## Task goal
Give as a numbered list the stretch of data from the line containing "line. Write your answer below." through the line containing "[317,91,480,122]", leaving out any blank lines.
════════════════════
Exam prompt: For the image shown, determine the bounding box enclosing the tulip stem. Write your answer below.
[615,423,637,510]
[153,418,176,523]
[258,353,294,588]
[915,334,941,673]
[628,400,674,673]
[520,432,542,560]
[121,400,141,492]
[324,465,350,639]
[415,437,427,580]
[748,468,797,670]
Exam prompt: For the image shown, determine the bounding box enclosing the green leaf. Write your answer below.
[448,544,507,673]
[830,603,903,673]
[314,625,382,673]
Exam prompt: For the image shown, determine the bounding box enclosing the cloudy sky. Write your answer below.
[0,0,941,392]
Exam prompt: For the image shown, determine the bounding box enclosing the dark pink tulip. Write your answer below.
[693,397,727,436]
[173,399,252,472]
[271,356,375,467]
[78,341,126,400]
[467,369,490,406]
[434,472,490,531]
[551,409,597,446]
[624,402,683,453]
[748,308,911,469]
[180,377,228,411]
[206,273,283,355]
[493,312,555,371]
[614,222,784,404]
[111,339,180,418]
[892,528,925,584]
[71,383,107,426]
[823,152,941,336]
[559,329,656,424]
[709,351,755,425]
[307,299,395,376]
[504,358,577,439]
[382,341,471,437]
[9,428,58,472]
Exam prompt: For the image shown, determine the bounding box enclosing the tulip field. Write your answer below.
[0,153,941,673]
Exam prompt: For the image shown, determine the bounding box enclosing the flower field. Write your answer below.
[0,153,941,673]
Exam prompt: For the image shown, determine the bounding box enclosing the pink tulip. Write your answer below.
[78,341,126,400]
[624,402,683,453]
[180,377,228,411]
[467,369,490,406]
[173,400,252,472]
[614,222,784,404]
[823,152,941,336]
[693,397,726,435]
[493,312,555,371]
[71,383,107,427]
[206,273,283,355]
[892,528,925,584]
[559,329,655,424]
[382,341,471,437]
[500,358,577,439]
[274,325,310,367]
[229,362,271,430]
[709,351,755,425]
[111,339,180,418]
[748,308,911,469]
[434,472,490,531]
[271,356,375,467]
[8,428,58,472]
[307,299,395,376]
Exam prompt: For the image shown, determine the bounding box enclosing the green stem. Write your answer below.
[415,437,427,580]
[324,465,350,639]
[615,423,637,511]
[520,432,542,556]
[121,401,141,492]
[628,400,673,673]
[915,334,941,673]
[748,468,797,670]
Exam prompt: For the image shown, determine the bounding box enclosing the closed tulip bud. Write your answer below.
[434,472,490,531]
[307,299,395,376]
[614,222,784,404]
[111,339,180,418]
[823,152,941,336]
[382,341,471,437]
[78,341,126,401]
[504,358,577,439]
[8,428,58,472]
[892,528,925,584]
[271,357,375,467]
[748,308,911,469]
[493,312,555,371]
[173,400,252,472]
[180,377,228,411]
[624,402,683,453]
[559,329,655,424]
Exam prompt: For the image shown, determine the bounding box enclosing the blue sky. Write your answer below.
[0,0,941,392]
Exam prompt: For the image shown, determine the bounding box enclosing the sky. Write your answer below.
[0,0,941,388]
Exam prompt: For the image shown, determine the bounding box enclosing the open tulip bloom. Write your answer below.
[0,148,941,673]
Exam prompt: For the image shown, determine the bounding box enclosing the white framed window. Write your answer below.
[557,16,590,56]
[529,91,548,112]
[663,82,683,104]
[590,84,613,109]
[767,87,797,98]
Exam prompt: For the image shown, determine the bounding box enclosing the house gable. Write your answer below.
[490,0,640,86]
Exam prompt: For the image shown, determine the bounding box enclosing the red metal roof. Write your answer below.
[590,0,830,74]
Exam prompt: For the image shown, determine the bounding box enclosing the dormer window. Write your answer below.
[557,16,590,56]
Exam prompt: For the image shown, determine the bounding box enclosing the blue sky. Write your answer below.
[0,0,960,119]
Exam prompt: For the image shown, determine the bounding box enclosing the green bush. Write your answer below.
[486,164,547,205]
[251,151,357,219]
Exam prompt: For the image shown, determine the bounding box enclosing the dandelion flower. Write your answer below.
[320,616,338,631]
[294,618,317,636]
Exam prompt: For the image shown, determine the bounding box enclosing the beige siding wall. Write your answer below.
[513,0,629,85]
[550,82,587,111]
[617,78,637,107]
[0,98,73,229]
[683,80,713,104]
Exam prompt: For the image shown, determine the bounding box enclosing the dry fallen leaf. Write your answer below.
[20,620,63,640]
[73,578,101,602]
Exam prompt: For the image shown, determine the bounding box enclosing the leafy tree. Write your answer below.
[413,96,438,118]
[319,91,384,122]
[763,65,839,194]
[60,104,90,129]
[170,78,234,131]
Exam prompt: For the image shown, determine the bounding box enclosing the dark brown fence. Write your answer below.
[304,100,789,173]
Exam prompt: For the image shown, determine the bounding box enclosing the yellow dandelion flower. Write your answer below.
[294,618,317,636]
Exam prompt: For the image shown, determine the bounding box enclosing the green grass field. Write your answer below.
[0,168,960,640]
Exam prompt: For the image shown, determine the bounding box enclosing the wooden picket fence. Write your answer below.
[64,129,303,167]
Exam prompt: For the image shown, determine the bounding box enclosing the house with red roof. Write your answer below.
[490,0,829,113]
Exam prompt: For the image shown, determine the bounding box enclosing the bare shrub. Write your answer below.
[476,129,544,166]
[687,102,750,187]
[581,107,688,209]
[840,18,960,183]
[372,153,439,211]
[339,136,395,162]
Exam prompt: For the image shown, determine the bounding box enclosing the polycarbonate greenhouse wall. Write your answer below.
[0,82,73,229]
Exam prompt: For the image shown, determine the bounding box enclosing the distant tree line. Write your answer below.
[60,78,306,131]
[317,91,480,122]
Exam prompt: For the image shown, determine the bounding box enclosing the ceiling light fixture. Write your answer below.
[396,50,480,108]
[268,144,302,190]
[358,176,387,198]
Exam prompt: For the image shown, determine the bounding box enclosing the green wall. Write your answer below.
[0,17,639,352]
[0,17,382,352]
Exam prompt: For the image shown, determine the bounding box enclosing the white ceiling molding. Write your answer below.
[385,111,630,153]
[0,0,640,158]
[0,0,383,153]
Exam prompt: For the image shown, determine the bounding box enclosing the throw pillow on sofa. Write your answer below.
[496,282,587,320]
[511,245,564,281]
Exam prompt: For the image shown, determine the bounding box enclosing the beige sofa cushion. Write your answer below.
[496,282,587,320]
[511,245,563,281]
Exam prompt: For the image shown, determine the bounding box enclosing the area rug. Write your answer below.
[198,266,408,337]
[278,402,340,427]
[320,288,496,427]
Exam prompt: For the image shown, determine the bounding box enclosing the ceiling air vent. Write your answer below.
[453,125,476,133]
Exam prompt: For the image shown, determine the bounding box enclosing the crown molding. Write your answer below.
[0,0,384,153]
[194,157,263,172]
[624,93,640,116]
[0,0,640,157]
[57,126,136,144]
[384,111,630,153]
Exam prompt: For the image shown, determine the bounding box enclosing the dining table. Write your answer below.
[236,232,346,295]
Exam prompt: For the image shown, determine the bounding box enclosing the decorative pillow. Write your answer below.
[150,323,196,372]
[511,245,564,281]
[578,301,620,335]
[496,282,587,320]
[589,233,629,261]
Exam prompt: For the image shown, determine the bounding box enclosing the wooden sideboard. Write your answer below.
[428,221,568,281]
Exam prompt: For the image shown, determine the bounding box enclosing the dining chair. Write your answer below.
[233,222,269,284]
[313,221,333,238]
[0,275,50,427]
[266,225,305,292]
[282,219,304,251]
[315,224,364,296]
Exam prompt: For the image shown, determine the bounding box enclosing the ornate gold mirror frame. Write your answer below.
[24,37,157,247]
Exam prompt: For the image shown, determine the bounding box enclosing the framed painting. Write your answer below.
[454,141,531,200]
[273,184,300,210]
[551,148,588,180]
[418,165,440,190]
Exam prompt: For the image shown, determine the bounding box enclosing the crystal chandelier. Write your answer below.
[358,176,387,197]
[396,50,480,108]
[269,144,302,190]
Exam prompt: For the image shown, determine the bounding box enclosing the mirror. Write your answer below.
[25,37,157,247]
════════════════════
## Result below
1. Exam prompt: For the image shown, determine the bounding box enclosing the distant tree line. Write your answer below.
2. [60,78,306,131]
3. [317,91,480,122]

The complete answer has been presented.